▸ **What you need to do**: Return exactly those lines of the material that fall between the line with "Would you mind marking the blue comforter" and the final line, both included.

***

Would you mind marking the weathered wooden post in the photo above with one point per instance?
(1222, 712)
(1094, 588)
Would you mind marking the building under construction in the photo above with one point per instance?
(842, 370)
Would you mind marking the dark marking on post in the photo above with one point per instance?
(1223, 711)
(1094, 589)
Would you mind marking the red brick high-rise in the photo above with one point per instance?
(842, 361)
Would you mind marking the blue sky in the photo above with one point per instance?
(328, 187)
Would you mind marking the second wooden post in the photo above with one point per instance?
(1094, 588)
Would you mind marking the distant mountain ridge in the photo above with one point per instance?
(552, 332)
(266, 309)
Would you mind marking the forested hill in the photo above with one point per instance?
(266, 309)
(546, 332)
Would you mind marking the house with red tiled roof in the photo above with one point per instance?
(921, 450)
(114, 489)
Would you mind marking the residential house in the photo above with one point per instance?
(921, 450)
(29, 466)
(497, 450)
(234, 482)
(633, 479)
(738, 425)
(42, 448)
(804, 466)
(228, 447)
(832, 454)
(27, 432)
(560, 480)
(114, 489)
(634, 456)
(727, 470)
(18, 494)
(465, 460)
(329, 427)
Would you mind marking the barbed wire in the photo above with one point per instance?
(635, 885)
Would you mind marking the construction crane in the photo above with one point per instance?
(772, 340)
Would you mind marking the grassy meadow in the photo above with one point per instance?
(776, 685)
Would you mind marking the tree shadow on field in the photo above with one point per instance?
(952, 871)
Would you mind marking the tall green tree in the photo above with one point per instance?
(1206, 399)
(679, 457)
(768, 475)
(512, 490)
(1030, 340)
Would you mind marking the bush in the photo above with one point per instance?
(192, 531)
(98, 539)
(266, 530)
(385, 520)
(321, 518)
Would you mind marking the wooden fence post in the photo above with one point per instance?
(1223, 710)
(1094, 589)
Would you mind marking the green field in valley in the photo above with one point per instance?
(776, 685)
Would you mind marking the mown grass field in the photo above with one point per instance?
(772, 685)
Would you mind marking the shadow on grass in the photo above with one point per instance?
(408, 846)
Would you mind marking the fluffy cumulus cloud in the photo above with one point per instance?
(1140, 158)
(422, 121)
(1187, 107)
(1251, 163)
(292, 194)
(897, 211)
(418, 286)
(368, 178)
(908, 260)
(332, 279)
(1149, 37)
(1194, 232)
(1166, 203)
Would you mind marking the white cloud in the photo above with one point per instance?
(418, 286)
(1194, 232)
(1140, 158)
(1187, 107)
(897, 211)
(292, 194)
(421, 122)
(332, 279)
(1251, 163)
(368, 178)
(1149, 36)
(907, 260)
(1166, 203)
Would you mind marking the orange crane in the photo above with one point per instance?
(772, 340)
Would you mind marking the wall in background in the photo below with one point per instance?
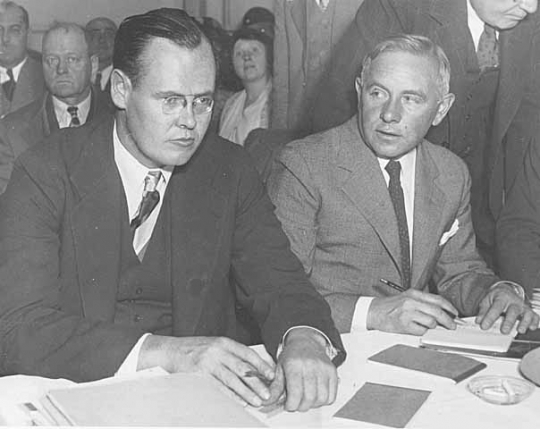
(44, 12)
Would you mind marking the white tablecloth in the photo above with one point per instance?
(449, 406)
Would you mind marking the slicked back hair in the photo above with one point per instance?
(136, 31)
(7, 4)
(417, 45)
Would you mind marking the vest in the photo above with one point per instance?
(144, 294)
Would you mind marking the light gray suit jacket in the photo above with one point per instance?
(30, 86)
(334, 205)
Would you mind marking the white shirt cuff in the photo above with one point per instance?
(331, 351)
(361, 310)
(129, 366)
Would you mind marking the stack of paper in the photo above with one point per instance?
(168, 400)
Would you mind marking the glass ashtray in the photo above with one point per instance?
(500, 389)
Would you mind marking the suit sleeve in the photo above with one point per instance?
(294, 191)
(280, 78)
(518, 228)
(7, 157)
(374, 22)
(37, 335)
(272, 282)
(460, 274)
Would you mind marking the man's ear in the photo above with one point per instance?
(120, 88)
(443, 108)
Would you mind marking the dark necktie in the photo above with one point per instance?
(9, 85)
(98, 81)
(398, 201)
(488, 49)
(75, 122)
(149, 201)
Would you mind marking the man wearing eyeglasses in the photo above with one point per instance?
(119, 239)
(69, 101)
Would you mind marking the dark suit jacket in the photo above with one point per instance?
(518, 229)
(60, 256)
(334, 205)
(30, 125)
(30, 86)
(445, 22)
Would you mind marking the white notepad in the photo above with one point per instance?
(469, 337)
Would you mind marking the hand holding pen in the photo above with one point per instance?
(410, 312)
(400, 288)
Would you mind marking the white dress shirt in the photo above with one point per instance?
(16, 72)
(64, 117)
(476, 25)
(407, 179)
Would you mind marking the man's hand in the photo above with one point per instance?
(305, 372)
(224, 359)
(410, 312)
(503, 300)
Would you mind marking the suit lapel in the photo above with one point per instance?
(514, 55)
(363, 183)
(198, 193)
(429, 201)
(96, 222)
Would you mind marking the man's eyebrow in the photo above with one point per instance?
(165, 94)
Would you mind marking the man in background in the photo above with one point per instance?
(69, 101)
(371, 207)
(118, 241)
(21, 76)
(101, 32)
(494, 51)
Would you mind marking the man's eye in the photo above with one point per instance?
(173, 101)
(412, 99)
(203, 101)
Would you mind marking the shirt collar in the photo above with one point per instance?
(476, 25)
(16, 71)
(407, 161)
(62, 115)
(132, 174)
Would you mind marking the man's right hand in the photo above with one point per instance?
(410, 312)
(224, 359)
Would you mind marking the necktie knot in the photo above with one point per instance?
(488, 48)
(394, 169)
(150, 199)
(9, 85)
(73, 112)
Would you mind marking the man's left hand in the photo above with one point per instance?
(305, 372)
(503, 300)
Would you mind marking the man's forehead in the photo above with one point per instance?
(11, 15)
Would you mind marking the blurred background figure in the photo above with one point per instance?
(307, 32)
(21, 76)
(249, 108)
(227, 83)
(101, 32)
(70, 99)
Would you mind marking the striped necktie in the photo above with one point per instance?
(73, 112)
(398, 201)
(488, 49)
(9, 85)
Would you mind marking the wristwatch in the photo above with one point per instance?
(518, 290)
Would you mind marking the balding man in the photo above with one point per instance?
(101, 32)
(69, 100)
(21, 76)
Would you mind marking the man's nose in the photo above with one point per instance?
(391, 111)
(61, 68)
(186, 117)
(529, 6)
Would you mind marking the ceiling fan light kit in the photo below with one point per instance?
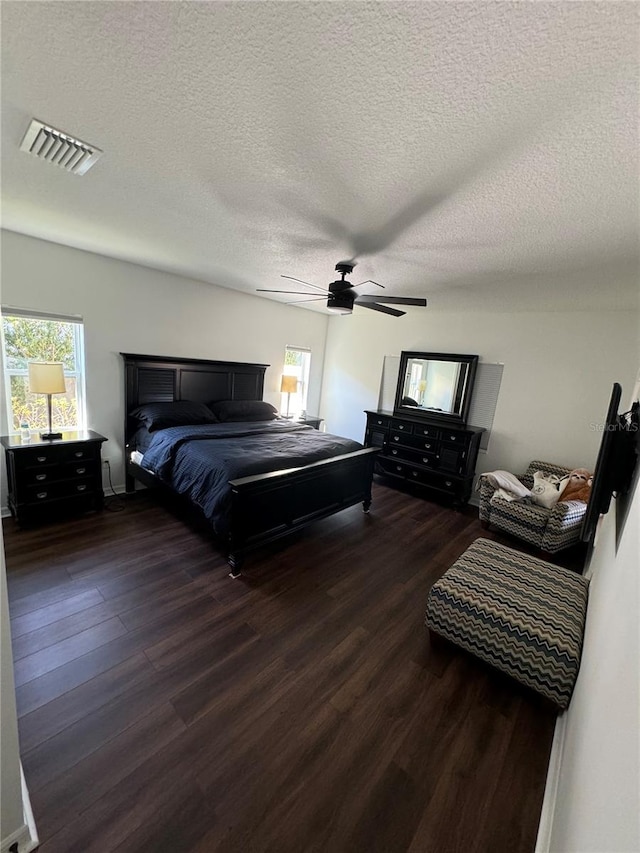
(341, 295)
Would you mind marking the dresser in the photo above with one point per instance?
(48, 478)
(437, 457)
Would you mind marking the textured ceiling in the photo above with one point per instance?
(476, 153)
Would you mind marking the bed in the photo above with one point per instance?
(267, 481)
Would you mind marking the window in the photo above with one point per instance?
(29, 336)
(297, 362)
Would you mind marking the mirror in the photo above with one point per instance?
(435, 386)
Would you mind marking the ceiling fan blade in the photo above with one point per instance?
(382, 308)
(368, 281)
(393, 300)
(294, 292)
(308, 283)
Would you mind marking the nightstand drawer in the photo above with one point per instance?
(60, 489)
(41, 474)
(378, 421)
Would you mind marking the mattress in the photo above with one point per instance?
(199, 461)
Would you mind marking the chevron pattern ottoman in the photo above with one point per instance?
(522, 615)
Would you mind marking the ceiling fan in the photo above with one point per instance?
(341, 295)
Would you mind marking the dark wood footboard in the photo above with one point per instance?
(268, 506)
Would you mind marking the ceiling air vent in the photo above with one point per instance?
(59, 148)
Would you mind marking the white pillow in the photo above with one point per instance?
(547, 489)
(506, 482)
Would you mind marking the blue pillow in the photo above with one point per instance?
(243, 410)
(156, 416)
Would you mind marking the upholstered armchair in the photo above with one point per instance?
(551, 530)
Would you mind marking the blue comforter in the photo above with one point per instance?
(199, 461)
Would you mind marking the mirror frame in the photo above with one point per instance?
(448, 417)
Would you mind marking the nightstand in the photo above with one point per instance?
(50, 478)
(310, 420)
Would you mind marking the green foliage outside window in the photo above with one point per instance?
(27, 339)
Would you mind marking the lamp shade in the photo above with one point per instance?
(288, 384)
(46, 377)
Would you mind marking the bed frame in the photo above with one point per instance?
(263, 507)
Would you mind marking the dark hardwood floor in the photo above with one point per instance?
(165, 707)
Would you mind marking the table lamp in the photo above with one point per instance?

***

▸ **Finished task**:
Would you mind marking the blue comforter in the photo above with one point per instance?
(199, 461)
Would you mind marking the mirror frame in the photo above with one point per instance?
(448, 417)
Would you mind marking the nightstand in the photo above with one point per instance?
(50, 478)
(310, 420)
Would you mind marking the green foliage outside window in the photo above with one point per instance?
(27, 339)
Would you mind marking the lamp shade in the photo above with one point per instance?
(288, 384)
(46, 377)
Would you mind marking the bed frame in the photo above with one point per instance?
(263, 507)
Would you mind marking the dark hardwood floor in the photo above with one point per instance?
(165, 707)
Would you mind marking the table lamp in the photo above with one point per instance?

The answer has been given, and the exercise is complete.